Exercise data Start Marker
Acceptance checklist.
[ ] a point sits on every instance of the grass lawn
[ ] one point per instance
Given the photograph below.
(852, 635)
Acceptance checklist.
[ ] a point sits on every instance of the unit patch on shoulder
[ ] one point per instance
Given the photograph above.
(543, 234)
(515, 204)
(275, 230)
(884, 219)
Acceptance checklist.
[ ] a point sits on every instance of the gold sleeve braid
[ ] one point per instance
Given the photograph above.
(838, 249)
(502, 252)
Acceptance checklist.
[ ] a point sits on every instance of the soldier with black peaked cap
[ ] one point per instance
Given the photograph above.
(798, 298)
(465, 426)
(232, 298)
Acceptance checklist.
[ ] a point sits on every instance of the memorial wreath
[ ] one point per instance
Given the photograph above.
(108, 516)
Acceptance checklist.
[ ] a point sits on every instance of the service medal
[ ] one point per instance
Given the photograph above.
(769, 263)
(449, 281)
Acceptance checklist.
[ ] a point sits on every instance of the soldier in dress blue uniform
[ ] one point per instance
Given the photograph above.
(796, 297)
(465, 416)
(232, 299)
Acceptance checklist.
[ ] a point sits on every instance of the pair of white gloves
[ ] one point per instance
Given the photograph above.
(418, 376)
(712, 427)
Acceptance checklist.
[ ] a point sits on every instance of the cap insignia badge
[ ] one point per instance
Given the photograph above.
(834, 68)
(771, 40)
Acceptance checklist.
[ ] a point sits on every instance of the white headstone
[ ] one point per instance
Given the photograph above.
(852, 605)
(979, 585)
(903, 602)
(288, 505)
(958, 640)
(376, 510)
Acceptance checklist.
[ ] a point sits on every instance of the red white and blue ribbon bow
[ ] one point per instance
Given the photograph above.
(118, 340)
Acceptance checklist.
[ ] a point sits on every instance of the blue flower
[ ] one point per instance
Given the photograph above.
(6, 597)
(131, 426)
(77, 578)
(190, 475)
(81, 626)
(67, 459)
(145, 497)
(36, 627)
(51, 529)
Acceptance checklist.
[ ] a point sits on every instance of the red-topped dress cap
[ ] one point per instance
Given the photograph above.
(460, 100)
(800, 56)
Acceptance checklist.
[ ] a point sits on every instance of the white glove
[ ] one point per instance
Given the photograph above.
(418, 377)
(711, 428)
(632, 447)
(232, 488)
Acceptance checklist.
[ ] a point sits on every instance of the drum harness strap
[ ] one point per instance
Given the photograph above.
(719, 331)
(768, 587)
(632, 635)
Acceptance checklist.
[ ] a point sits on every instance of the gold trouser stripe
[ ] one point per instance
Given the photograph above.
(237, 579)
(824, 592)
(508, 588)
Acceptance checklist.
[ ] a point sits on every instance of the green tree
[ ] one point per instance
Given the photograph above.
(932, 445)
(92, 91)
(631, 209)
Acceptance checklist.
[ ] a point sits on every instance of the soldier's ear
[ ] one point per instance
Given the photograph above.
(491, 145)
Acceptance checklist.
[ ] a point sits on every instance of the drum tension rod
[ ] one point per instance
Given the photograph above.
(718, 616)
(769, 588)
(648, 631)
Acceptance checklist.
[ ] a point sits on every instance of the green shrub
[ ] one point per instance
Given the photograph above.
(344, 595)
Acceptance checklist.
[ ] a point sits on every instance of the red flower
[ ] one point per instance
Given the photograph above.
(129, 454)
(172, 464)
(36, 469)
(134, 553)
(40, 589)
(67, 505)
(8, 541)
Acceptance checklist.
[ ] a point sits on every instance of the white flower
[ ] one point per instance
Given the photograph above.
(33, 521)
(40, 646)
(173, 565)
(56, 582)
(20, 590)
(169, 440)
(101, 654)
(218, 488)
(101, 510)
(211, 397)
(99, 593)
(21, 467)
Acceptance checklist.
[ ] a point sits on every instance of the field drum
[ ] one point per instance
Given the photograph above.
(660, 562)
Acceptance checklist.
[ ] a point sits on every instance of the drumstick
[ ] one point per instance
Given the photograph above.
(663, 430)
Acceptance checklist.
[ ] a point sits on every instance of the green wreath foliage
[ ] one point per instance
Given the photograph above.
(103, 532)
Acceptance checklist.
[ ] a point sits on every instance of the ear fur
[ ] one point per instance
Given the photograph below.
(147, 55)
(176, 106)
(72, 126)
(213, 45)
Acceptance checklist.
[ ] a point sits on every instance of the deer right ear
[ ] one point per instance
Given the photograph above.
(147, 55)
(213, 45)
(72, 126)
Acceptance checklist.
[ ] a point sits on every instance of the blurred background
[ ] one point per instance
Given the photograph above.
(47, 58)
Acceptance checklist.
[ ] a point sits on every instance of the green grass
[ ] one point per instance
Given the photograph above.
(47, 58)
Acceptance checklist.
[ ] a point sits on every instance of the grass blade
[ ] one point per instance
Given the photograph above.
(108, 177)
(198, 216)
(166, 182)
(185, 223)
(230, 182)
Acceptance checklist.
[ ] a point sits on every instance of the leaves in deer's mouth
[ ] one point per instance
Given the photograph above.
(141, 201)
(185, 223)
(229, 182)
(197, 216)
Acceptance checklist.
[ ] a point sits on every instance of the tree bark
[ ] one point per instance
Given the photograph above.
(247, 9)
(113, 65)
Exercise data End Marker
Each line from the top of the material above, through the one that contains "black peaked cap", should be restated word for word.

__Answer to the exercise__:
Acceptance checklist.
[ ] a point sits on every instance of the grass lawn
[ ] one point per instance
Given the photograph below.
(852, 635)
Acceptance checklist.
[ ] a point sits on every instance of the unit patch on shoulder
[ ] one point per instance
Given the photograph above.
(543, 234)
(515, 204)
(275, 230)
(884, 219)
Acceptance checklist.
[ ] a point sits on every instance of the gold sleeve braid
[ ] one point per instance
Given the photograph above.
(838, 249)
(502, 252)
Acceptance checklist.
[ ] a point sits on every instance of the soldier with black peaked cap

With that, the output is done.